===== 抽出テキスト

■ 何故強制終了されるのか? ■
前回は、バッファオーバーフローにより何の情報が壊されてし
まうのか説明しました。
前回見てもらったイメージをもう1度見てみましょう。
レジスタESP
スタック領域├─────┤ ┌─────┐
│ i │←───┤ │●メイン関数で
├─────┤ └─────┘ 使用するスタ
│ │ ック領域の1
│ │ 番上を示す。
│バッファb│
│ │
│ │
├─────┤
│バッファa│
│ │ レジスタEBP
├─────┤ ┌─────┐
│ ebp │←───┤ │●メイン関数で
├─────┤ └─────┘ 使用するスタ
│呼出し元 │ ック領域の1
└─────┘ 番底を示す。
これはメイン関数がスタック領域を初期化した直後のイメージ
です。
この時点ではまだバッファオーバーフローは発生していません。
それでは、コピー処理が完了した直後のイメージを見てみまし
ょう。
レジスタESP
スタック領域├─────┤ ┌─────┐
│ i │←───┤ │●メイン関数で
├─────┤ └─────┘ 使用するスタ
│ │ ック領域の1
│ │ 番上を示す。
│バッファb├─┐
│ │ │
│ │ │コピー
├─────┤ │
│ │←┘
│ │ レジスタEBP
│バッファb│ ┌─────┐
│ │←───┤ │●メイン関数で
│ │ └─────┘ 使用するスタ
│ │ ック領域の1
└─────┘ 番底を示す。
バッファオーバーフローが発生し、「ebp」と「呼出し元」の
情報が上書きされています。
この時点ではまだプロセッサの保護機能は動作しません。
何故なら、バッファオーバーフローが発生した事にプロセッサ
は気付く事が出来ないからです。
それでは、このプログラムが強制終了させられる契機は何なの
でしょうか?

==========

__実施する課題__:
(1) バッファオーバーフローに関する文章の内容を2文でまとめてください。
(2) バッファオーバーフローに関する文章では、コピー処理が完了した直後にプロセッサの保護機能が動作しない理由を何としていますか。
(3) バッファオーバーフローに関する文章の最後の文を受けて、その続きを書き進めてください。

===== 抜粋データ

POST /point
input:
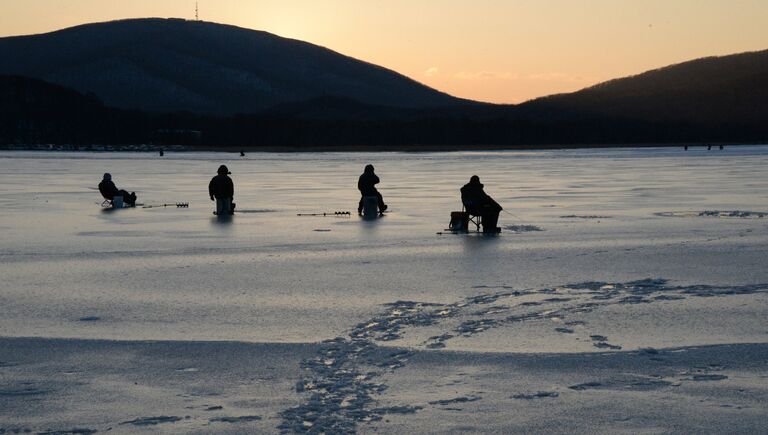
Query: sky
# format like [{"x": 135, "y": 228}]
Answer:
[{"x": 502, "y": 51}]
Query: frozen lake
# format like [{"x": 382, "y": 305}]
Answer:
[{"x": 72, "y": 270}]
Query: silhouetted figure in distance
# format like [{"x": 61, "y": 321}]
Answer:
[
  {"x": 222, "y": 190},
  {"x": 109, "y": 191},
  {"x": 478, "y": 203},
  {"x": 367, "y": 186}
]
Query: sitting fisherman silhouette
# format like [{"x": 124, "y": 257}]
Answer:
[
  {"x": 366, "y": 184},
  {"x": 478, "y": 203},
  {"x": 222, "y": 190},
  {"x": 109, "y": 191}
]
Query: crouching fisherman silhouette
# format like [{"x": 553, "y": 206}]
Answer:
[
  {"x": 478, "y": 203},
  {"x": 110, "y": 192},
  {"x": 367, "y": 186},
  {"x": 222, "y": 190}
]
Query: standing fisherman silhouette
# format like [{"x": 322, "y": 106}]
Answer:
[
  {"x": 478, "y": 203},
  {"x": 110, "y": 191},
  {"x": 222, "y": 190},
  {"x": 367, "y": 186}
]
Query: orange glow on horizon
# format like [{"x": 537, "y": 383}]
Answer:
[{"x": 503, "y": 51}]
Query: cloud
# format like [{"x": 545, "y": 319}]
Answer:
[
  {"x": 539, "y": 77},
  {"x": 561, "y": 77},
  {"x": 485, "y": 74}
]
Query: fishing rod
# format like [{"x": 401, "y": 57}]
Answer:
[
  {"x": 335, "y": 213},
  {"x": 177, "y": 204}
]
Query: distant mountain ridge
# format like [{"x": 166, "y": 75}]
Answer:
[
  {"x": 714, "y": 99},
  {"x": 170, "y": 65},
  {"x": 732, "y": 88}
]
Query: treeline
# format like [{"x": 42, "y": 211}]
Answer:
[{"x": 35, "y": 112}]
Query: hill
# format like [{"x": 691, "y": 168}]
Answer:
[
  {"x": 725, "y": 89},
  {"x": 170, "y": 65}
]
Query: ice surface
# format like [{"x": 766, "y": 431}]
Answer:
[{"x": 605, "y": 252}]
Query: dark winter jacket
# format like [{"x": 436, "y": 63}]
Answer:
[
  {"x": 108, "y": 189},
  {"x": 367, "y": 182},
  {"x": 221, "y": 187},
  {"x": 473, "y": 197}
]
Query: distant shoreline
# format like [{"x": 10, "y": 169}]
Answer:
[{"x": 351, "y": 148}]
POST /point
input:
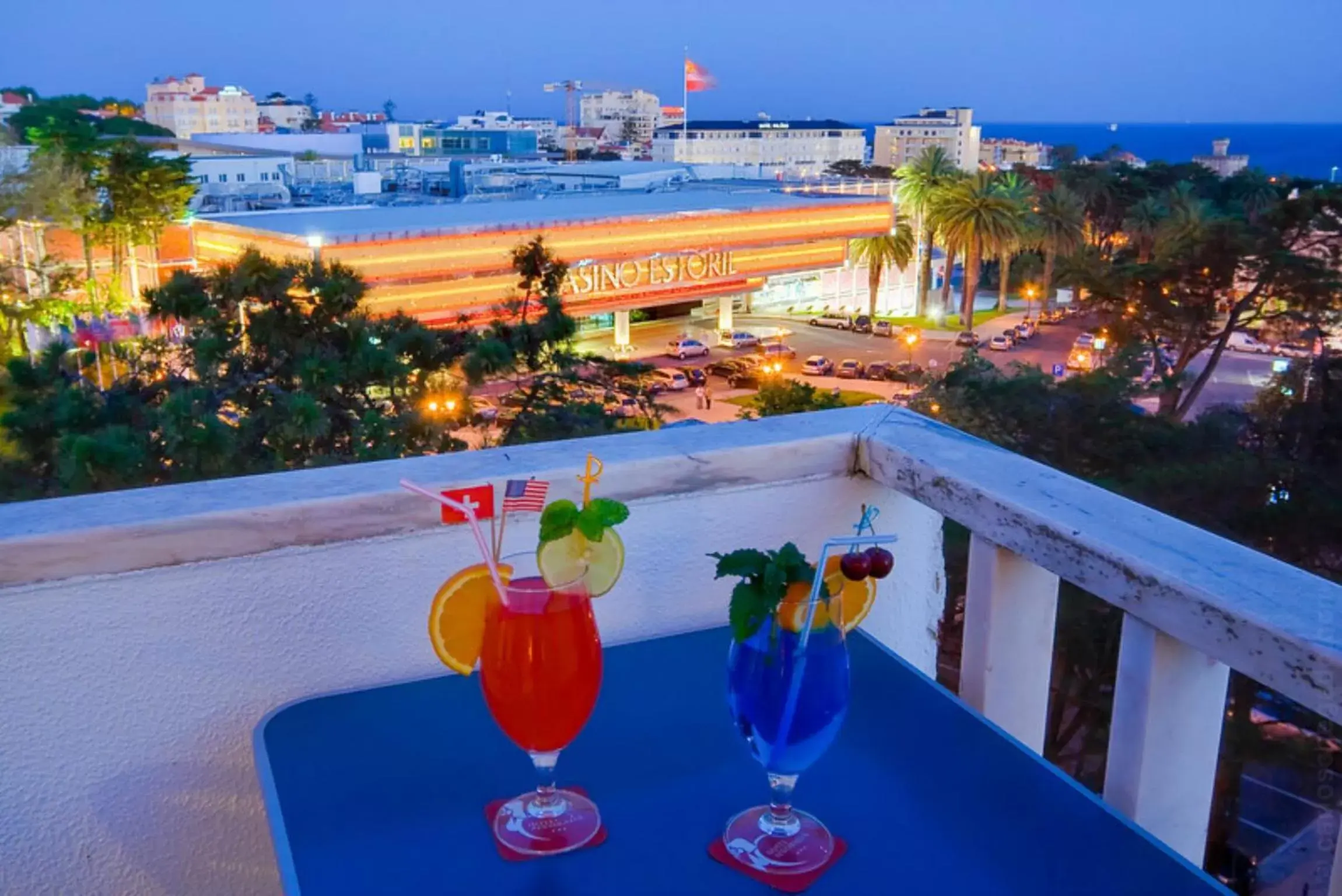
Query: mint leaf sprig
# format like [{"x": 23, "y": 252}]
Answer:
[
  {"x": 765, "y": 579},
  {"x": 561, "y": 517}
]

==========

__課題の解答__:
(1) メイン関数がスタック領域を初期化した直後は、まだバッファオーバーフローは発生していない。コピー処理の完了直後にはオーバーフローが発生して「ebp」と「呼出し元」の情報が上書きされているが、プロセッサはその発生に気付けないため、保護機能はまだ動作しない。

(2) プロセッサがバッファオーバーフローの発生に気付く事が出来ないからです。

(3)
今度は具体的な値が設定されているイメージで見てみましょう。
まずはバッファオーバーフロー発生前です。
●バッファオーバーフロー発生前
スタック領域
┌┌────┐
││ 10 │
││ 11 │
││ 12 │
バッファb││ 13 │
││ 14 │
││ 15 │
││ 16 │
││ 17 │
││ 18 │
││ 19 │
││ 1A │
││ 1B │
││ 1C │
││ 1D │
││ 1E │
││ 1F │
││ FF │
││ FF │
││ FF │
││ FF │
├├────┤
││ 0 │
││ 1 │
││ 2 │
││ 3 │
バッファa││ 4 │
││ 5 │
││ 6 │
││ 7 │
└├────┤
│ │
│ebp │
│ │
│ │
├────┤
│ │
│呼出し元│
│ │
│ │
└────┘
次にバッファオーバーフロー発生後のイメージを見てみましょ
う。
●バッファオーバーフロー発生後
スタック領域
┌┌────┐┐
││ 10 ││
││ 11 ││
││ 12 ││バッファ「b」のサイズ分
バッファb││ 13 │├─┐  ̄
││ 14 ││ │
││ 15 ││ │
││ 16 ││ │
││ 17 ││ │
││ 18 ││ │
││ 19 ││ │
││ 1A ││ │コピー
││ 1B ││ │
││ 1C ││ │
││ 1D ││ │
││ 1E ││ │
││ 1F ││ │
││ FF ││ │
││ FF ││ │
││ FF ││ │
││ FF ││ │
├├────┤┤ │
││ 10 ││ │
││ 11 ││ │
││ 12 ││ │
││ 13 ││ │
バッファa││ 14 ││ │
││ 15 ││ │
││ 16 ││ │
││ 17 ││ │
├└────┘│ │
│× 18 ×│ │
ebp│× 19 ×│←┘
│× 1A ×│
│× 1B ×│
├××××××│
│× 1C ×│
呼出し元│× 1D ×│
│× 1E ×│
│× 1F ×│
└××××××│
× FF ×│
× FF ×│
× FF ×│
× FF ×┘
バッファオーバーフローが発生しました。
ここでちょっと「呼出し元」の情報に注目してみましょう。
この情報は何かというと、メイン関数の処理が「終了した後に」
どこに制御を移行させるか、という情報を表しています。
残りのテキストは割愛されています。